- [AIM OF THE TASK] Every line of the records that contains "marking" should be tallied, and only the resulting number returned.

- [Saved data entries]
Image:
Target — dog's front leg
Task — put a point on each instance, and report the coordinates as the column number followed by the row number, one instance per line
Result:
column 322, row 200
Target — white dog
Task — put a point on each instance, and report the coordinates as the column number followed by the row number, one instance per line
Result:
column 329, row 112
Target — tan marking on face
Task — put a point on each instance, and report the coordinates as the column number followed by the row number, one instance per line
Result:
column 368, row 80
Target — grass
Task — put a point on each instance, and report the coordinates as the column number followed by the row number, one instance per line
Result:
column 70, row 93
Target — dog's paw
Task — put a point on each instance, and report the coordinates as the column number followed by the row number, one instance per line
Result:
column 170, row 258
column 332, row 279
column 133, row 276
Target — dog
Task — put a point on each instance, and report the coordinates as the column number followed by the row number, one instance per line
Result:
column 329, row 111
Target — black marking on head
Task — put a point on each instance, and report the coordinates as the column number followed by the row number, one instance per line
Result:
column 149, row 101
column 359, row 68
==
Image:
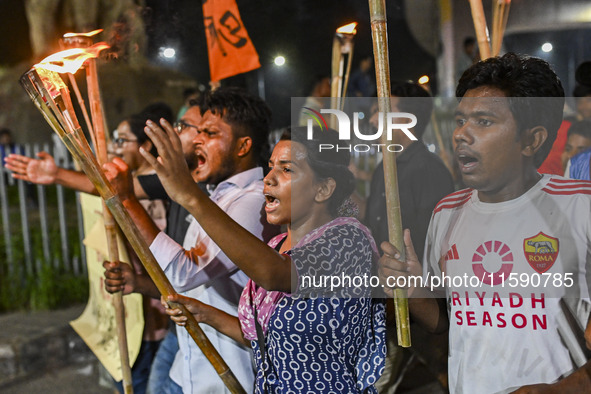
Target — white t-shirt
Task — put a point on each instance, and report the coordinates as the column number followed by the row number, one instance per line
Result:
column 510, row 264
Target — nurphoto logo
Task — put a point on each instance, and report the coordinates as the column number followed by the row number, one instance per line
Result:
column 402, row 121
--
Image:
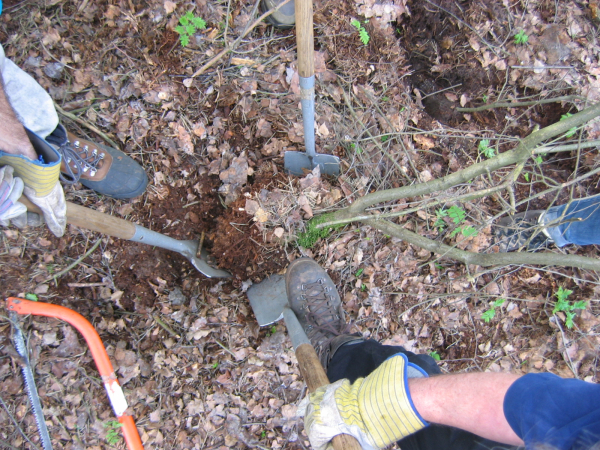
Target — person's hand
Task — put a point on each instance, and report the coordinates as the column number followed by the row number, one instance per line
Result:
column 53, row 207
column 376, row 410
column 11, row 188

- [REPLY TO THE EXERCISE] 2